Word for word, retype every record in the listing.

START Data to process

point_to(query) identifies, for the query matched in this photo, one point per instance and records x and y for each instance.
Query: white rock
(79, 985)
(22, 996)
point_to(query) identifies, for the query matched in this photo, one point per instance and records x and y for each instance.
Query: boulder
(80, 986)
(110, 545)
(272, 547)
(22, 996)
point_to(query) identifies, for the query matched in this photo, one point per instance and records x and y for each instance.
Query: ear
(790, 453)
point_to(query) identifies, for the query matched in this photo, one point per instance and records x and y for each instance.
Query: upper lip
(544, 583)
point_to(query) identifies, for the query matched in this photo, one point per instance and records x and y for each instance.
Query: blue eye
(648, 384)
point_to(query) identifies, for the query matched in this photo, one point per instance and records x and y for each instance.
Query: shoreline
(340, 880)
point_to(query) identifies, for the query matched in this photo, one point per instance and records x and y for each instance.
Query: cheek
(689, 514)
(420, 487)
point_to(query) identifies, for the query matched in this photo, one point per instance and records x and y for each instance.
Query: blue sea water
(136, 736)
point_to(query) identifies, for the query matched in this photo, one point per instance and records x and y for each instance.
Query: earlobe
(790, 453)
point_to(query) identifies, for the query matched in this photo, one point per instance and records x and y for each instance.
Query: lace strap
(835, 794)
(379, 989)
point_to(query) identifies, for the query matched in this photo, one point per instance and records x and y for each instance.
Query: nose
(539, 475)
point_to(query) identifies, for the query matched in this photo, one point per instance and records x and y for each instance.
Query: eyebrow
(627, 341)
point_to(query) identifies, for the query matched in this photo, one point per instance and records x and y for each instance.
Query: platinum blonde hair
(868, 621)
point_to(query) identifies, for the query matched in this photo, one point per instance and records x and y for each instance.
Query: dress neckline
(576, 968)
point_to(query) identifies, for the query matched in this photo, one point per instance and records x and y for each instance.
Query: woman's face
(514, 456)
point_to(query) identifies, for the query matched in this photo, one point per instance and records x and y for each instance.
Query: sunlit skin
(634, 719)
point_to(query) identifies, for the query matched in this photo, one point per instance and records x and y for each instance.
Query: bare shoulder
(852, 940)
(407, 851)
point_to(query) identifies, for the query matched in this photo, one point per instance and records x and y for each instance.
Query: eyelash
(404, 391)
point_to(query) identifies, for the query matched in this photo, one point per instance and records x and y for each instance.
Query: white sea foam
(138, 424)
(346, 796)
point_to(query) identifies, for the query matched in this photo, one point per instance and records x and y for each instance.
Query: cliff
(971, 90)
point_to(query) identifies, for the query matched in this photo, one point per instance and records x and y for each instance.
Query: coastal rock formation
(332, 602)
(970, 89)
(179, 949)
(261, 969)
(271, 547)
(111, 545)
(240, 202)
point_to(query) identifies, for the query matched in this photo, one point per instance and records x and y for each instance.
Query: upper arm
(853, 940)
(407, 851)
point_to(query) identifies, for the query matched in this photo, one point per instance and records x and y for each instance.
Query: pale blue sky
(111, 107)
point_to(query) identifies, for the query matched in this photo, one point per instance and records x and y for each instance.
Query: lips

END Data to process

* _Solution below_
point_to(query) identifies, for the query matched in this photo, one point per instance and records x and y for each instance.
Query: white rock
(79, 985)
(22, 996)
point_to(query) identifies, for the query matched in this photo, one point per instance and records x and y for each instance.
Query: boulder
(80, 986)
(110, 545)
(272, 547)
(22, 996)
point_to(query) identifies, for the query matched in this photo, one point per instance and records x and y for each instance.
Query: ear
(790, 453)
point_to(query) identifies, for the query matched in this photo, one point per instance and records x and y for each instance.
Query: upper lip
(544, 583)
point_to(query) identifies, for the query matched in this photo, one point per instance and records x and y for each instance.
Query: blue eye
(648, 384)
point_to(query) identifies, for the query matched in this photo, one point per instance and records x and y for each instance.
Query: shoreline
(340, 880)
point_to(query) identifies, for the query matched in this photo, one point per instance and records x and y for each instance.
Query: cheek
(689, 514)
(420, 487)
point_to(query) identifies, for the query matched in this photo, one point per instance and records x and y for each instance.
Query: blue sea water
(136, 736)
point_to(query) identifies, for the query matched in this photo, one point per instance and records x and y for each instance.
Query: earlobe
(790, 453)
point_to(query) identifies, for the query matched in this photo, one point per instance and records x and y for each instance.
Query: lace strap
(835, 794)
(379, 989)
point_to(query) identifies, for the query matched in this photo, one point per instance and records x and y for each instance.
Query: nose
(539, 475)
point_to(query) identifies, for the query matched in this photo, one point per instance and records x and y for each instance.
Query: eyebrow
(627, 341)
point_to(query) identifies, for the query matched in this photo, one point per instance and records x and y for each instance.
Query: platinum blonde hair
(868, 621)
point_to(query) identifies, for the query matched in this photo, one point per instance and records x and y for each instance.
Query: dress neckline
(576, 968)
point_to(query) identifies, for the query matched in this photo, one point per instance and records x and y for each instance.
Query: woman's face
(514, 456)
point_to(query) identifies, for the query matched in this photo, one point per instance and records x and y for each instance.
Query: sunlit skin
(634, 719)
point_to(query) identifies, for the query matched in this photo, one point per instance and records x and y for each instance.
Query: bare shoulder
(852, 940)
(407, 851)
point_to(query) identifies, for the query matched in this photo, one point per instance and records x and y for each instance.
Query: eyelash
(404, 391)
point_to(query) identifies, for the query matched in this photo, one point per instance and records x and y for each instance.
Query: white sea foam
(138, 424)
(346, 796)
point_to(query) identifies, for the query matched in this photo, one point per instance and records x and y for each instance.
Query: cliff
(971, 90)
point_to(query) identifies, for the query matched in this photo, one point per instance and records x and y for each instance.
Query: coastal rock formation
(332, 602)
(970, 89)
(179, 949)
(261, 969)
(271, 547)
(111, 545)
(240, 202)
point_to(query) identifies, for the query matched in this photo, one point per instance and records x and y for each instance.
Query: upper arm
(853, 940)
(407, 851)
point_to(query) identifies, for the query matched in this photo, one point per instance and records x and y for each instance.
Query: pale blue sky
(111, 107)
point_to(query) identifies, for the query matched in this photo, one point per instance and records x and y for each instance.
Query: lips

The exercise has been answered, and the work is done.